# DO THIS
Copy the data word for word, from its start through the line containing "x=130 y=105".

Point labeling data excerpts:
┌────────

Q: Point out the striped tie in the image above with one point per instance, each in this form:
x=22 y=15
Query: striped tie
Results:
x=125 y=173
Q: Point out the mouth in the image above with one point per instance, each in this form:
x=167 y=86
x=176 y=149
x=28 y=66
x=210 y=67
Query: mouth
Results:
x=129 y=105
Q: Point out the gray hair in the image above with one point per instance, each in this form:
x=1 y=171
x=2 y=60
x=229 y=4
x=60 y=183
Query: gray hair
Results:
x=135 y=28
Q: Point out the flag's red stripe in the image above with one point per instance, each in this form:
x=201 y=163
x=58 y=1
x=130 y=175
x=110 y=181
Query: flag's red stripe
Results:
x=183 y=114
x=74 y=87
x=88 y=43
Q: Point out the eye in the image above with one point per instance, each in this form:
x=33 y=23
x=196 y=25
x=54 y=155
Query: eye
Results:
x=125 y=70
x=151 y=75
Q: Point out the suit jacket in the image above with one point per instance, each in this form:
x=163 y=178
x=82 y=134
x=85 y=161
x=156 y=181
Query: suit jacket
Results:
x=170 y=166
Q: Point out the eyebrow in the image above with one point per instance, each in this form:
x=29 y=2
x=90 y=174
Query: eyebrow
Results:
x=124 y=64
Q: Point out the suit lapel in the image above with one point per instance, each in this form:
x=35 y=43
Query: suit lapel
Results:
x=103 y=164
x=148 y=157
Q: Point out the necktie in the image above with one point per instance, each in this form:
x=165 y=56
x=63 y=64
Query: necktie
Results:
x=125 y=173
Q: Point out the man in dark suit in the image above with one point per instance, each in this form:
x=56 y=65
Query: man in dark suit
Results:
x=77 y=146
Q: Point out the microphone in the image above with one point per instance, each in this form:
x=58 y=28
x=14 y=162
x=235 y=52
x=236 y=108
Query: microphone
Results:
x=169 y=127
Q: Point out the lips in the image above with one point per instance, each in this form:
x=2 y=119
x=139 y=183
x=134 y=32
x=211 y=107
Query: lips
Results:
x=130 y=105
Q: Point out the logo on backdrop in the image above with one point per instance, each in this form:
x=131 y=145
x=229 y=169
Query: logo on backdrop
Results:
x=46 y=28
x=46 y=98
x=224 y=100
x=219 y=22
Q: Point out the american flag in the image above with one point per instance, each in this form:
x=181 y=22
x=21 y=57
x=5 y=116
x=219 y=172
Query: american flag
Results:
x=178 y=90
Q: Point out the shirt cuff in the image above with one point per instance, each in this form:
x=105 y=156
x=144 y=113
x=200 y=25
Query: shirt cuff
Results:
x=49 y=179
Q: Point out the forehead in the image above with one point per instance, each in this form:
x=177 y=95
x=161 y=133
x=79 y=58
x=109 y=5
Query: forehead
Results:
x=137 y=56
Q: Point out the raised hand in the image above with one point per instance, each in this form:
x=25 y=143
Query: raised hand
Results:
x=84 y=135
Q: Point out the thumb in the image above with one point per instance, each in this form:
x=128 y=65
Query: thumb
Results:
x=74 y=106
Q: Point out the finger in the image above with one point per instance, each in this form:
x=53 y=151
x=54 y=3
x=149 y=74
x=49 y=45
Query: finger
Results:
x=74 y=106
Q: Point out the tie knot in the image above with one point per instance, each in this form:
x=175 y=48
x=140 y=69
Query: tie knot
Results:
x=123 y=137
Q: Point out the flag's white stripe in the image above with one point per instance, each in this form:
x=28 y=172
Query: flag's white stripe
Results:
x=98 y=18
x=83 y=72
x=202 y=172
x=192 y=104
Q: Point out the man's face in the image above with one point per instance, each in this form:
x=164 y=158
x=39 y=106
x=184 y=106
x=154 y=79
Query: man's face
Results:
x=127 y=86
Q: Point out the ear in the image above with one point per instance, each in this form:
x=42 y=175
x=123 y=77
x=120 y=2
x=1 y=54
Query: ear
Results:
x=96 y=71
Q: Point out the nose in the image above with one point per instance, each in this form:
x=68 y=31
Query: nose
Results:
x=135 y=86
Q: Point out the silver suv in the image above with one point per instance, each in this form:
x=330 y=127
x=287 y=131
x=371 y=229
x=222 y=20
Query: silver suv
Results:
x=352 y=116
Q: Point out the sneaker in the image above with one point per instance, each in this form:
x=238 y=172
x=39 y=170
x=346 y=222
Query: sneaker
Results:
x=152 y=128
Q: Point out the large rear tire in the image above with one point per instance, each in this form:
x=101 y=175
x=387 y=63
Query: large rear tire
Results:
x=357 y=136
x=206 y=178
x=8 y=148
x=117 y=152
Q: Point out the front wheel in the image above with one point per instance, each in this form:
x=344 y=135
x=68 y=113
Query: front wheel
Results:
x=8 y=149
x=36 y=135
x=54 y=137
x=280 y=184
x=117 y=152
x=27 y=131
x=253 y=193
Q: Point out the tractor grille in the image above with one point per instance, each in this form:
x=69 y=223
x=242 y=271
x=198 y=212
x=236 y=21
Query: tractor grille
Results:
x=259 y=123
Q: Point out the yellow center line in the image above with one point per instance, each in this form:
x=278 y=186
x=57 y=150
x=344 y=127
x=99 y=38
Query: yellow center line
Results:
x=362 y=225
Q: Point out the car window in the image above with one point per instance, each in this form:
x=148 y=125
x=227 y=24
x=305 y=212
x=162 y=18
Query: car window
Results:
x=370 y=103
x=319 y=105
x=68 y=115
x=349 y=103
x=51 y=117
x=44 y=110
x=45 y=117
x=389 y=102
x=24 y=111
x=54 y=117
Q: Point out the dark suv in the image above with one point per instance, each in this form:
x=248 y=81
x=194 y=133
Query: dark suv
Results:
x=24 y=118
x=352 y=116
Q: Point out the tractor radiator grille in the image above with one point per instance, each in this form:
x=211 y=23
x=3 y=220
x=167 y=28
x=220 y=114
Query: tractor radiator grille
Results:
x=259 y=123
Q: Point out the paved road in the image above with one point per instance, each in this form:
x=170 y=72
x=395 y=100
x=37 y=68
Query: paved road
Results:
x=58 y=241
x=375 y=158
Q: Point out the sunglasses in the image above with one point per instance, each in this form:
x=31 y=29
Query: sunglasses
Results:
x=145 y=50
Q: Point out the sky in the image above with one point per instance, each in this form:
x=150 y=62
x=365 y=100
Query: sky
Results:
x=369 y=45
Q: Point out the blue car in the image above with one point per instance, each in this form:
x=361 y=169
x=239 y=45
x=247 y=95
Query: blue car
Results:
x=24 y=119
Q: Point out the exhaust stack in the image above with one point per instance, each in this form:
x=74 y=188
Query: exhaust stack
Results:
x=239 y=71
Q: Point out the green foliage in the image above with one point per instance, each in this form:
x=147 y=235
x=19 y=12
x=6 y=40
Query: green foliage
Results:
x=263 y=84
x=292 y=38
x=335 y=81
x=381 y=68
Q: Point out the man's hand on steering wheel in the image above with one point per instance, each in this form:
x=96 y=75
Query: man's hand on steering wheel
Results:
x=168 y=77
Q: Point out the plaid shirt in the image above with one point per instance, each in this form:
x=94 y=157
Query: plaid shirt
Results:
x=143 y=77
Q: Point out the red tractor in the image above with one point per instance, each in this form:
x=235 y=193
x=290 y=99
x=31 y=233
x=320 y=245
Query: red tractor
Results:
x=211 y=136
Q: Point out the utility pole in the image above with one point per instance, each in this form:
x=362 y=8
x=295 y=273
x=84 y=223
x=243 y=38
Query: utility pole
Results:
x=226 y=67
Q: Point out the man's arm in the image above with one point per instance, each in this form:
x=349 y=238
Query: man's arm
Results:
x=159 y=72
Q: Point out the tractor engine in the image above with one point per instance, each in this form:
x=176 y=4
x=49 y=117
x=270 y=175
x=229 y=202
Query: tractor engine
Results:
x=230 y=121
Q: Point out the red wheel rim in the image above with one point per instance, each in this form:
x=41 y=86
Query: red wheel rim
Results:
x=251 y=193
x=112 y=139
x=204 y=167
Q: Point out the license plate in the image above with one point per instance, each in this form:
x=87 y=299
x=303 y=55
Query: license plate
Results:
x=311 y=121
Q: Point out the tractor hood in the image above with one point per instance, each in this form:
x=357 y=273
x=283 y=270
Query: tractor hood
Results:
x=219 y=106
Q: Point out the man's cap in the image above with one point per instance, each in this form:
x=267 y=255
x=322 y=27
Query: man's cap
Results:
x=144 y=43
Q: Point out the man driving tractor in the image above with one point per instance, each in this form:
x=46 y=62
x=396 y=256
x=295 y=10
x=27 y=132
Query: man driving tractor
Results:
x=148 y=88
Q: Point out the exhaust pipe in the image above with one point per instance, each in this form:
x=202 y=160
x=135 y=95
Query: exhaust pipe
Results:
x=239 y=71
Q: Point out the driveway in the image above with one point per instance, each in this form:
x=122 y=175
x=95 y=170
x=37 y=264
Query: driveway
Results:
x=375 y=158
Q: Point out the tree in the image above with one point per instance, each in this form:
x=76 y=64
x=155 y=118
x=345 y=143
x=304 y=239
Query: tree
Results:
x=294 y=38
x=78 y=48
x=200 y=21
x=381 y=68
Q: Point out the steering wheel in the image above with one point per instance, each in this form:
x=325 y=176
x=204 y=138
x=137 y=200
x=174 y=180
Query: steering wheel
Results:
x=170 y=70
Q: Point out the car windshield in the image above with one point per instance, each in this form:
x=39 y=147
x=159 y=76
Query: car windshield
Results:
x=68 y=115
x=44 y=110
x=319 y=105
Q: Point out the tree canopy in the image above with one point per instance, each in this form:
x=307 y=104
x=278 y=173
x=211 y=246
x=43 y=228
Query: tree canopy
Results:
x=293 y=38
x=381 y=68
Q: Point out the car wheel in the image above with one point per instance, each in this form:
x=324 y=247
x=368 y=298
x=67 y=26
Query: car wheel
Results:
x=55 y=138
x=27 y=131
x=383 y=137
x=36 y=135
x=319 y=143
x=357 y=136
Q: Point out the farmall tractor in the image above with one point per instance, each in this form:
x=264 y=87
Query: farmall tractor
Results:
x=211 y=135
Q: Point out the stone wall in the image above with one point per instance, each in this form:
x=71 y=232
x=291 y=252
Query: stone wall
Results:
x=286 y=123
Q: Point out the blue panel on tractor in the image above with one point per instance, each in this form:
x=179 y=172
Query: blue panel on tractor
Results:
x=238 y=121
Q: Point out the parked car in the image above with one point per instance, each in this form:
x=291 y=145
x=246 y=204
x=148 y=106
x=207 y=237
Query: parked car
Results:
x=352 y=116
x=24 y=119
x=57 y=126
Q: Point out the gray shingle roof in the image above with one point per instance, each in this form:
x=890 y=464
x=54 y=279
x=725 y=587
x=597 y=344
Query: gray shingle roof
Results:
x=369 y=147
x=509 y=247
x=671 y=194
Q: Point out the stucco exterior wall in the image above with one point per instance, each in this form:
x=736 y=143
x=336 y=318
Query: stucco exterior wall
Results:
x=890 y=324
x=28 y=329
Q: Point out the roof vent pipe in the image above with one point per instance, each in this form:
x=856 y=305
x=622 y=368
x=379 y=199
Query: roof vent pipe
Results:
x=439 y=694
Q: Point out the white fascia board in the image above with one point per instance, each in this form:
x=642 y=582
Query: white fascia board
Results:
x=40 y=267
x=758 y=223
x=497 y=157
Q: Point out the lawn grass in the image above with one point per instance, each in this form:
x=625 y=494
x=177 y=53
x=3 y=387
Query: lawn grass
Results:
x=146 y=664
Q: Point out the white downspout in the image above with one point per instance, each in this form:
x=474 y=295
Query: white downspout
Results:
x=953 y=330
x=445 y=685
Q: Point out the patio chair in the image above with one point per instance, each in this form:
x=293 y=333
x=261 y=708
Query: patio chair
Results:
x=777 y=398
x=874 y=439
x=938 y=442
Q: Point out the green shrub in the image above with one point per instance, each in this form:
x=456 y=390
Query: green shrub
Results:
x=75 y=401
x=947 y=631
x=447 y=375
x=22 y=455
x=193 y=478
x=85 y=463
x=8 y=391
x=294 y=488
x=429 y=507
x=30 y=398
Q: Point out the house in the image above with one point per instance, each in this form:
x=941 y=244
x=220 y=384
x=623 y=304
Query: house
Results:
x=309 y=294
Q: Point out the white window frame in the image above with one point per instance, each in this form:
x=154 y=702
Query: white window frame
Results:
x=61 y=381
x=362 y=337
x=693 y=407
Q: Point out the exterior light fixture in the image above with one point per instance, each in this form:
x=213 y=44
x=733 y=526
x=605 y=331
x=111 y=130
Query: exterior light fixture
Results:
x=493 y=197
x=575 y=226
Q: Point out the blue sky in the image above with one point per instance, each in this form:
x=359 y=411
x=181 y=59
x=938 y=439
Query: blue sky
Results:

└────────

# EXPECTED OUTPUT
Q: Point out the striped tie in the image above with one point per instance, each in this form:
x=22 y=15
Query: striped tie
Results:
x=125 y=173
Q: Point out the mouth in the image above with one point per instance, each in this form:
x=167 y=86
x=176 y=149
x=28 y=66
x=210 y=67
Query: mouth
Results:
x=129 y=105
Q: Point out the gray hair in the image above with one point per instance, each in this form:
x=1 y=171
x=2 y=60
x=229 y=4
x=60 y=183
Query: gray hair
Results:
x=135 y=28
Q: Point out the flag's red stripe in the image above with one point per instance, each in this form:
x=201 y=163
x=58 y=1
x=130 y=175
x=110 y=181
Query: flag's red stripe
Results:
x=183 y=114
x=74 y=87
x=88 y=43
Q: Point out the eye in the image above with one point per instance, each in this form:
x=33 y=23
x=196 y=25
x=54 y=155
Query: eye
Results:
x=125 y=70
x=151 y=75
Q: Point out the suit jacket in the image above with one point per instance, each in this form:
x=163 y=178
x=82 y=134
x=85 y=161
x=156 y=181
Query: suit jacket
Results:
x=170 y=166
Q: Point out the eyebrow in the image above with one point per instance, each in this form:
x=29 y=2
x=90 y=174
Query: eyebrow
Results:
x=124 y=64
Q: Point out the suit lapel in the image above with one point per instance, each in this form:
x=35 y=43
Query: suit lapel
Results:
x=103 y=164
x=148 y=157
Q: Point out the necktie in the image above with one point per instance, each in this form:
x=165 y=56
x=63 y=64
Query: necktie
Results:
x=125 y=173
Q: Point out the man in dark suit in the image above with one point per instance, each in this form:
x=56 y=65
Query: man in dark suit
Results:
x=77 y=146
Q: Point out the microphone in the image above with one point per instance, each in this form:
x=58 y=28
x=14 y=162
x=235 y=52
x=236 y=108
Query: microphone
Results:
x=169 y=127
Q: Point out the lips in the image above with one point per instance, each in this form:
x=2 y=119
x=139 y=183
x=134 y=32
x=211 y=107
Query: lips
Results:
x=130 y=105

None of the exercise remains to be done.